[What this task involves]
Rewrite the stretch of the forum thread from "Posted by tabitha" through "No hormones yet.", putting "seesaw" in place of "teeter-totter".

[Passage provided]
Psycho-Babble Social Thread 331255

Shown: posts 1 to 25 of 27. This is the beginning of the thread.

 

My boy is in love..er I mean like....

Posted by kid47 on April 1, 2004, at 10:23:36

Her name is Jane. He has been smitten with her since kindergarten. He liked the fact that Jane wore dresses, while the other girls wore jeans and such. Now as a fourth grader, he finally summoned the courage to say "Hi" to her.(he is a bit shy like his dad) He even went so far as to ask his buddy Jordan, to ask Shelby, to talk to Samantha, and see if she would ask Jane if she likes him. I think somewhere along the line the chain of command broke down and he never got a straight answere. My son tells me that he has caught Jane looking at him on occasion. I am tempted to tell him to run for his life!(Just kidding) In fourth grade they talk about asking a girl "out". "Out"? I asked my son. What exactly does going "out" entail? He informed me that I surely wouldn't understand and left it at that. Now admittedly, it's been a while since I was in the fourth grade, but I don't recall asking *any* girl out till I was about 27.((I told you I was shy) Like most delusional fathers, I always considered myself fairly cool as dads go. But frankly , I'm not altogether sure I want my not quite 10 year old dating. He still climbs into his parents bed on stormy nights. I'm thinking " If he thinks a thunderstorm is frightening, I don't know that he is quite ready for the (what I always found pretty high up on the Richter scale of terror) prospect of dating!!" Fortunately I have recently learned that asking a girl out, in the fourth grade, is more a symbolic gesture, rather than an actual request for dinner and a movie. So with a sigh of relief and respite, I am now bracing myself for what will surely be a traumatic adventure (I think more so for males than females...please don't attack me on this :) ) for both father and son, as my boy flies at light speed toward rampant insecurity, untimely zits, jealously, fear, and all the other wonders that are called dating. Any advice?

 

Re: My boy is in love..er I mean like....

Posted by tabitha on April 1, 2004, at 10:35:46

In reply to My boy is in love..er I mean like...., posted by kid47 on April 1, 2004, at 10:23:36

That's sweet. Maybe a date consists of taking take a teeter-totter ride together? Pre-pubescent love is adorable. No hormones yet.

Your post brought up memories of this kid who had a crush on me in 1st grade. I got his name in the christmas gift exchange (one dollar limit) and he was thrilled to receive a plastic tool set from me. I thought it was the weirdest thing that a boy liked me. Then I ran into him in college and he claimed not to remember having a crush on me at all!

[Supplied material]
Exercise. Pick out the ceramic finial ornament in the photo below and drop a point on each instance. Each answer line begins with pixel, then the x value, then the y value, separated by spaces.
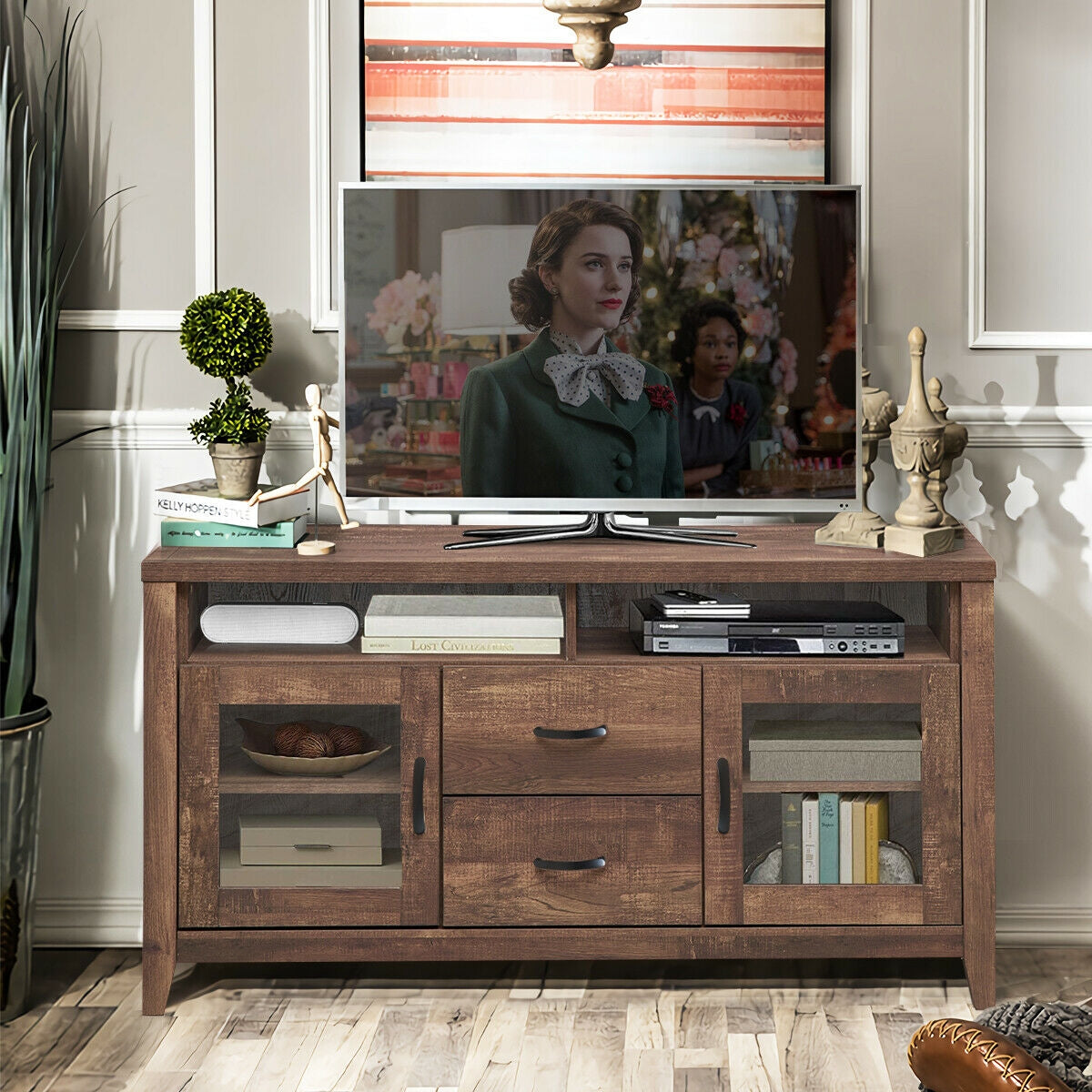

[Exercise answer]
Posted by tabitha on April 1, 2004, at 10:35:46

In reply to My boy is in love..er I mean like...., posted by kid47 on April 1, 2004, at 10:23:36

That's sweet. Maybe a date consists of taking take a seesaw ride together? Pre-pubescent love is adorable. No hormones yet.